Extract:
##############################

Domain-based Latent Personal Analysis (LPA) and its uses
Updated: Jun 8, 2021
LPA is an easy-to-use and fast domain-based spectral signature that can be used in a variety of domains that is tailored for big-data computations. It creates a strong and unique signature of both over-used and missing items that identify a user or a component in a domain. It can be used in a variety of domains, from textual to computational.
Paper: Mokryn, O., & Ben-Shoshan, H. (2020). Domain-based Latent Personal Analysis and its use for impersonation detection in social media. Accepted to User Modeling and User Adapt Interaction (UMUAI) May 2021. ArXiv preprint arXiv:2004.02346. (PDF)

##############################

Data supplied:
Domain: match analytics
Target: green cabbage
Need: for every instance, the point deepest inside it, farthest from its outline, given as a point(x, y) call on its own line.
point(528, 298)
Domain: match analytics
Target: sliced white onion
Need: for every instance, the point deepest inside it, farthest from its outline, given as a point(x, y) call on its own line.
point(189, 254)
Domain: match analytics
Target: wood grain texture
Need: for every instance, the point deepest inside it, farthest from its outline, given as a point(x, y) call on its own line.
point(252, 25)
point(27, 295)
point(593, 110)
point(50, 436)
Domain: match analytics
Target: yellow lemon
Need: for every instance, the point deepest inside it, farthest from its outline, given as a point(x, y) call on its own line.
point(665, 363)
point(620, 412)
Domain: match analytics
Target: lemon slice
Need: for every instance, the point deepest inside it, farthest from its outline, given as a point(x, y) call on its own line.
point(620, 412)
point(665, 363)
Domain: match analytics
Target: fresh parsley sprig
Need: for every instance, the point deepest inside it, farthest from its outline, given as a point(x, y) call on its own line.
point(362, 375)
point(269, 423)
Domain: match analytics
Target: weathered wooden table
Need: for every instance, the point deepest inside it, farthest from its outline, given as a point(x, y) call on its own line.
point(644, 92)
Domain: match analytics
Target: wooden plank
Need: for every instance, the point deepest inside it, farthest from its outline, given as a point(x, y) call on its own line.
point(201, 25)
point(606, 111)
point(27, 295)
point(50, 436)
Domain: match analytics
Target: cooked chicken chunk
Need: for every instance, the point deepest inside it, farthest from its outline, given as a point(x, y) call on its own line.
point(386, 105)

##############################

Required tasks:
1. According to the LPA overview, which journal accepted the paper on impersonation detection, and when?
2. Reproduce the listing word for word from its first line through the line that contains "point(189, 254)", including both of those lines.

Response list:
1. User Modeling and User Adapt Interaction (UMUAI), in May 2021.

2.
Domain: match analytics
Target: green cabbage
Need: for every instance, the point deepest inside it, farthest from its outline, given as a point(x, y) call on its own line.
point(528, 298)
Domain: match analytics
Target: sliced white onion
Need: for every instance, the point deepest inside it, farthest from its outline, given as a point(x, y) call on its own line.
point(189, 254)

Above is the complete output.